My angry inner baby was finally showing herself.

  TWENTY-TWO

  NEVER GIVE UP

  THE LAST BLOCK to my search was my own desire to control the outcome of my own story. I felt I had to know all scenarios before launching a search.

  1. My mother was dead.

  2. My mother had been in a terrible accident and lost her memory.

  3. My mother was alive and didn’t want to know me.

  4. My mother was alive and wanted to keep her past a secret.

  5. My mother was alive and had been bullied into secrecy.

  Nancy offered another version. “Very likely she is ashamed and scared.”

  “Well, that is pretty selfish,” I said.

  “Of course she is selfish,” Nancy said. “What teenager isn’t?”

  “I don’t get it,” I said.

  “She is likely trapped in the mindset of being seventeen. She is likely totally regressed. It happens. I see it all the time.”

  “But Nancy,” I said, exasperated, “if my mother is someone who did not have the courage to overcome these feelings put in place when she was a teen, how can I bear knowing her?”

  Nancy sighed on the phone—a sound I took to be impatience. I was sure all my questions wore her out but I didn’t care. All my life I had been swayed by the will of another and I wouldn’t be swayed by Nancy.

  “Jennifer, you just need to meet your mother, have a cup of coffee, and talk,” she said. “Meeting your mother is not about her personality. It’s about the biology that connects you.”

  Nancy and I had been talking for months now. Fall had turned into winter and now it was spring. She had already told me these things over and over again but I couldn’t seem to grasp the concepts.

  She tried again—ever patient.

  “It’s as if you have put yourself on hold—from a sense perspective—from the moment you were born, and the only one who can take you off hold is your first mother,” Nancy said. “She does this by being in the same room with you.”

  I opened my mouth to protest but before I could speak, Nancy continued.

  “I know, I know, you are going to say I’m nuts but it’s true. Human bonding is about the senses and you have not had your senses filled up by the mother who gestated you,” she said. “You have been coping, Jennifer, and up to this point, you’ve been doing a remarkable job, but if you find her and spend some time in her presence, you will find your Self begin to take truer shape. You’ll establish a firmer base than you’ve had—you will stop being so defensive and so afraid. You’ll be able to move on. It’s as simple as that.”

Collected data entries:
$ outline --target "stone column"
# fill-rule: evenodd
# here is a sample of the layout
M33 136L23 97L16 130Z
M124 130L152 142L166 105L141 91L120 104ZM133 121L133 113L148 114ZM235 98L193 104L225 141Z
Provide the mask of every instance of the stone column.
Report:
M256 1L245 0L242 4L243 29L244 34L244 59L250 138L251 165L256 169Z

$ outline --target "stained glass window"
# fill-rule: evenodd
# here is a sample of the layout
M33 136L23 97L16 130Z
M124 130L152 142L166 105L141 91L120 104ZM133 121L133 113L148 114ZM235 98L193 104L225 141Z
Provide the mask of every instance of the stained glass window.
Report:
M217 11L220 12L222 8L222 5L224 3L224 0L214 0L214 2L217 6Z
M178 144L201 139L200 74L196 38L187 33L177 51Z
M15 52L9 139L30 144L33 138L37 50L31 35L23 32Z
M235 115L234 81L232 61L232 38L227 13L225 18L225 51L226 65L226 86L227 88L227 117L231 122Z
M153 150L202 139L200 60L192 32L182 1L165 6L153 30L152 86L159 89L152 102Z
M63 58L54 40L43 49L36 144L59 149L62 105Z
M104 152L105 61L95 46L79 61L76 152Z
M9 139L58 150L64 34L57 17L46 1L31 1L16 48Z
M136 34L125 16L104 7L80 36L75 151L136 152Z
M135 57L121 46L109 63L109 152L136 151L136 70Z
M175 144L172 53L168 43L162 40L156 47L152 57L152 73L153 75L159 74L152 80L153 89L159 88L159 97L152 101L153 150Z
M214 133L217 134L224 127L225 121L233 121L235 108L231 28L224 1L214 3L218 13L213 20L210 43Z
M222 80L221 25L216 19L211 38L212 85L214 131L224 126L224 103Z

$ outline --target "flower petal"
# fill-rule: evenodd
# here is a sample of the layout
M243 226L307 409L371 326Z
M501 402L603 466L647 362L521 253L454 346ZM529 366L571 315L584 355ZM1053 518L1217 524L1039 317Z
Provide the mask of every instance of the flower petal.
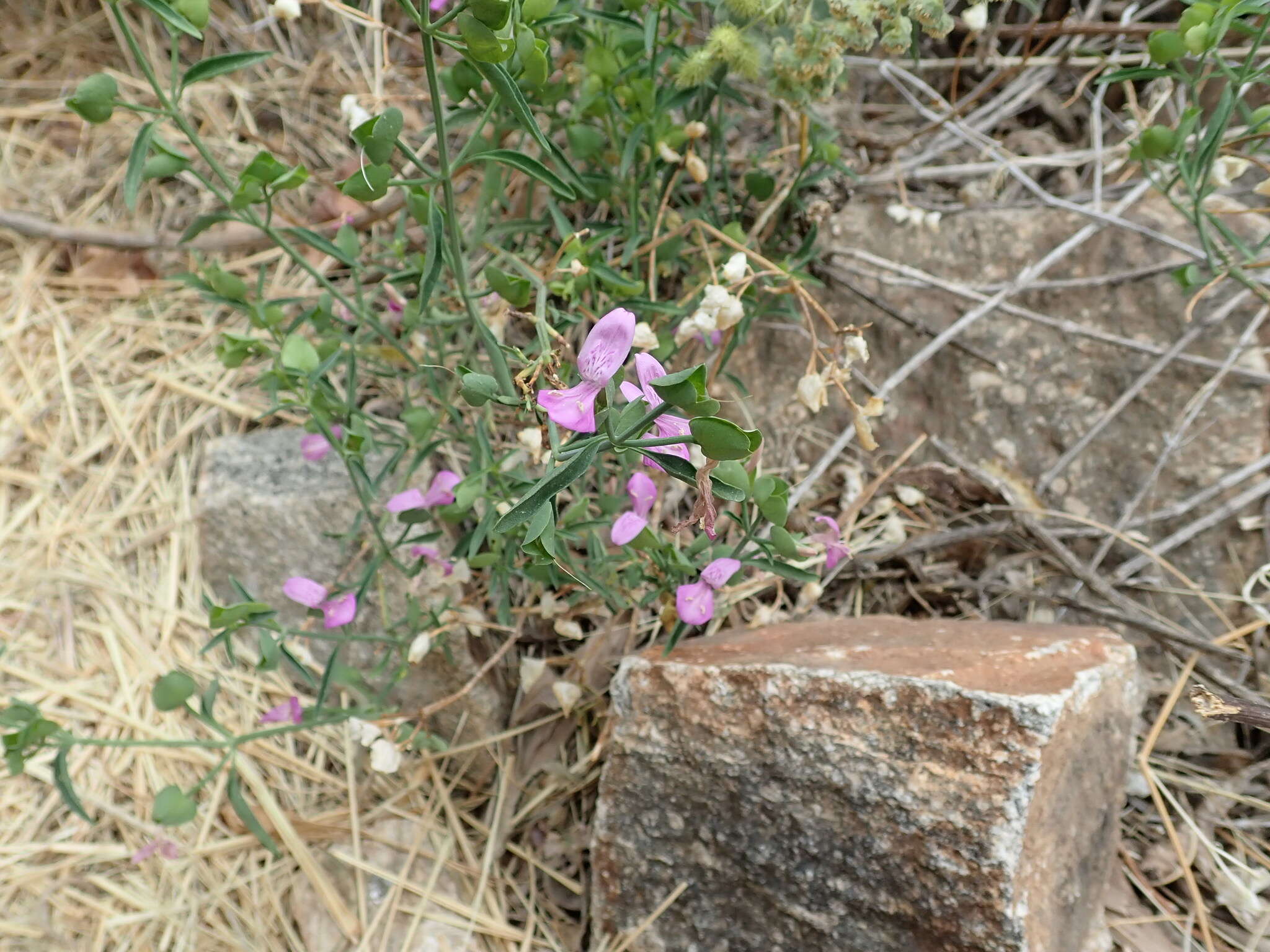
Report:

▶ What is required
Duplicate the part of the memoir excerpt that begins at the words "NEVER GIVE UP" and stops after "launching a search.".

▶ Finished task
NEVER GIVE UP

  THE LAST BLOCK to my search was my own desire to control the outcome of my own story. I felt I had to know all scenarios before launching a search.